-- Text section follows --
Hewitt Survey Predicts Buoyant Salaries In 2003

New Delhi: | Updated: Jan 24 2003, 05:30am hrs
Salaries in corporate India can expect to witness a double digit growth this year according to Hewitt Associates Seventh Annual India Salary Increase Survey released on Thursday.

Information Technology Enabled Services (ITES) witnessed the highest salary increase of 12.6 per cent in 2002. Other leading increases took place for software development, accounting/consulting, fast moving consumer goods (FMCG)/retail and pharmaceuticals with 11.2, 10.9, 10.8 and 10.6 per cent respectively.

The worst performers were banks, automobiles, chemicals, hotels and financial services with increases of 5.7, 8, 8.1, 8.3 and 8.9 per cent respectively.

All of the sectors are expected to witness a marginal increase in 2003, except pharmaceuticals, banks and chemicals which would see drops of up to one percentage point.

In absolute terms, banking and consulting, FMCG and ITES continued to be the highest paymasters. The survey covered 374 companies in the private sector.

The report also showed 98.6 per cent of the surveyed companies having a performance management system in place, while 88.1 per cent link salary increase to performance rating. Outstanding performers got a 18.45 per cent raise, compared to just 3.9 per cent for those with below average performers. Average and above average workers got a 10.5 and 14.2 per cent raise respectively.

There has also been a increased incidence of variable pay last year, a trend that could continue to rise by a few percentage points across all employee categories in this year. Senior/top management had 16.5 per cent of their remuneration in the form of variable pay. Managers, supervisors, clerical and manual labour categories had 13, 10.8, 7 and 4.1 per cent respectively.

What has also come out are falling increases since 1997 for most of the employee categories, from highs of about 24 per cent to around 10 per cent last year. However, this trend is expected to reverse in 2003.

A majority of respondents agreed that their companies could save costs not as much as by cutting salaries, but looking at other cost heads. They see business sense to outsource non-core business activities. The top three human resource activities being outsourced currently are market benchmarking and design of compensation programs, training programs and statutory compliance. In contrast, the one ranked as most important to be outsourced are salary and benefits processing.

About half the respondents also faced challenges in attracting and retaining talent, up from around 40 per cent in 2001. The job groups posing the greatest challenges were information technology, sales, marketing and operations. The strategies most commonly used to attract and retain talent were seen as perquisites like training and re-training, flexible work hours and compressed work hours.
-- Text section concluded --
## [What to work on]
(a) According to the salary survey article, where did most respondents think companies could save costs, if not mainly by cutting salaries?
(b) Copy the salary survey article word for word from "In absolute terms, banking" to "cent raise respectively.".
-- Extracted records follows --
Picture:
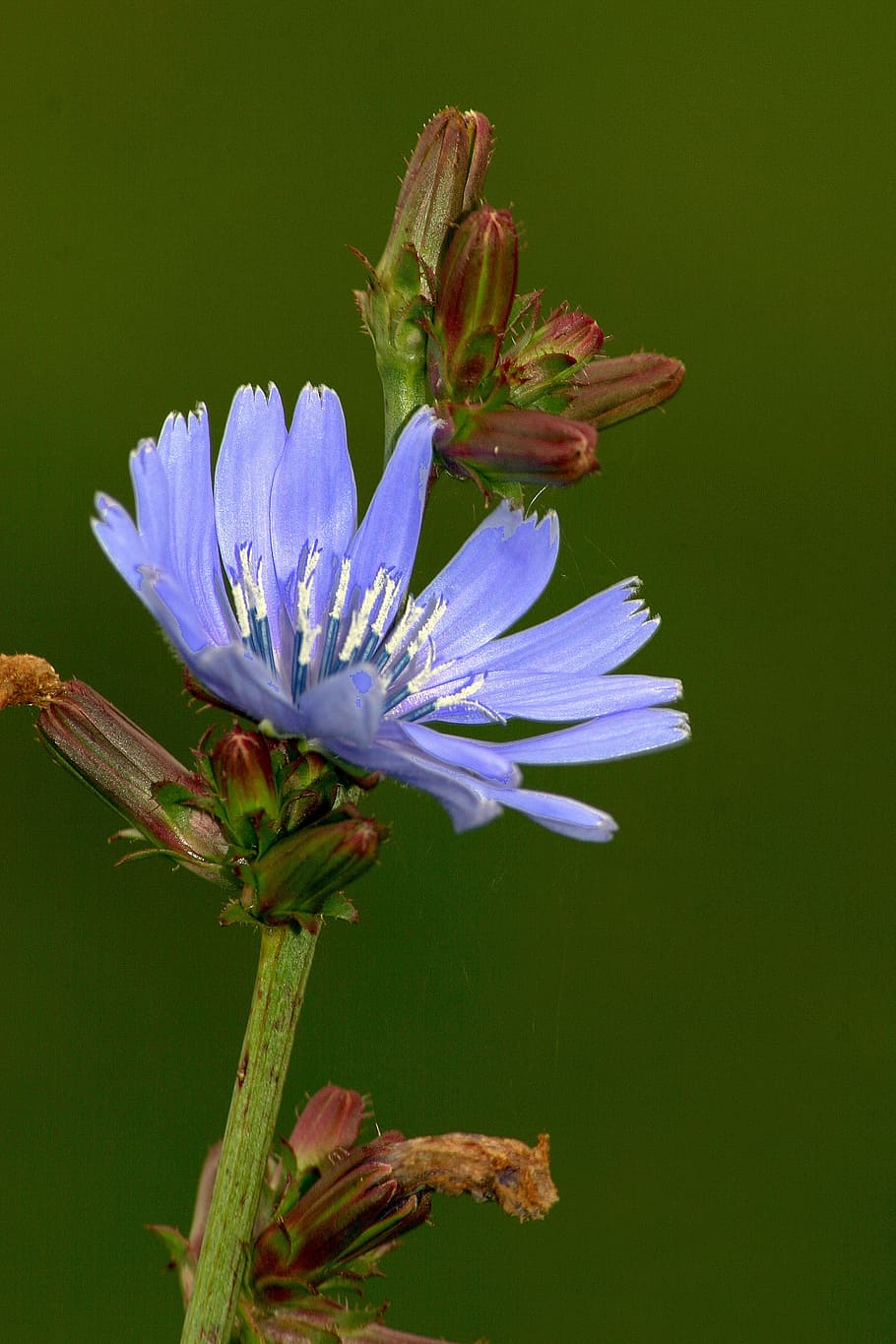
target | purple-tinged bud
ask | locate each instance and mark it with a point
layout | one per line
(476, 289)
(353, 1210)
(244, 776)
(546, 359)
(133, 773)
(611, 390)
(329, 1121)
(508, 445)
(302, 873)
(443, 177)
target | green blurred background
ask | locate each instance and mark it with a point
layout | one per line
(701, 1013)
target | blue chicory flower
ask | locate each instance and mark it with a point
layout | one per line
(319, 637)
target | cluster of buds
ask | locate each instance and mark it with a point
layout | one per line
(266, 817)
(520, 398)
(332, 1207)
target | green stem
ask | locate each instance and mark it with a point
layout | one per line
(284, 964)
(403, 375)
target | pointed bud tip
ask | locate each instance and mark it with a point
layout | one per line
(528, 446)
(611, 390)
(329, 1120)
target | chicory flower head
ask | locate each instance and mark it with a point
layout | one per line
(320, 639)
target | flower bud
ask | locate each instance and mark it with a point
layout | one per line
(244, 776)
(133, 773)
(548, 357)
(476, 289)
(329, 1121)
(611, 390)
(507, 445)
(443, 179)
(301, 875)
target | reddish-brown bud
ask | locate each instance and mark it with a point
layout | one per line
(301, 871)
(329, 1121)
(508, 445)
(549, 356)
(476, 289)
(611, 390)
(135, 773)
(244, 774)
(443, 179)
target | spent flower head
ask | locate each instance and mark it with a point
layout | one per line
(332, 1207)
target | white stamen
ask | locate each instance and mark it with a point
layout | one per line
(253, 585)
(342, 590)
(242, 613)
(420, 677)
(445, 702)
(413, 613)
(357, 629)
(390, 588)
(426, 629)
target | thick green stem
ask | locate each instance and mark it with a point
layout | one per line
(403, 375)
(277, 1000)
-- Extracted records concluded --
## [Expected results]
(a) Most respondents agreed that their companies could save costs by looking at other cost heads rather than mainly by cutting salaries. They also saw business sense in outsourcing non-core business activities.

(b)
In absolute terms, banking and consulting, FMCG and ITES continued to be the highest paymasters. The survey covered 374 companies in the private sector.

The report also showed 98.6 per cent of the surveyed companies having a performance management system in place, while 88.1 per cent link salary increase to performance rating. Outstanding performers got a 18.45 per cent raise, compared to just 3.9 per cent for those with below average performers. Average and above average workers got a 10.5 and 14.2 per cent raise respectively.